**Tarea a realizar**
Reescribe el tramo de líneas que comienza con la que contiene "Note: for every instance of the dark" y termina con la última línea, sustituyendo "necktie" por "bow tie" sin cambiar nada más.

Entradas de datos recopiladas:
####

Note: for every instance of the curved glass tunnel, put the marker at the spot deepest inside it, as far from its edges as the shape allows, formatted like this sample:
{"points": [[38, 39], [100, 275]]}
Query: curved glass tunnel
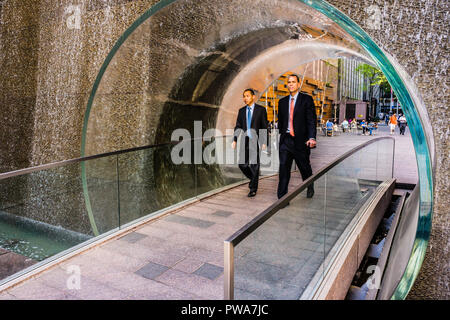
{"points": [[185, 61]]}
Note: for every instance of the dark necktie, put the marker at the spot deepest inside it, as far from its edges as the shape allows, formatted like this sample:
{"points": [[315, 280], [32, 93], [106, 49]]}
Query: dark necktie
{"points": [[249, 121]]}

####

**Solución del problema**
Note: for every instance of the dark bow tie, put the marker at the spot deepest inside it, as far from its edges as the shape allows, formatted like this sample:
{"points": [[315, 280], [32, 93], [106, 49]]}
Query: dark bow tie
{"points": [[249, 121]]}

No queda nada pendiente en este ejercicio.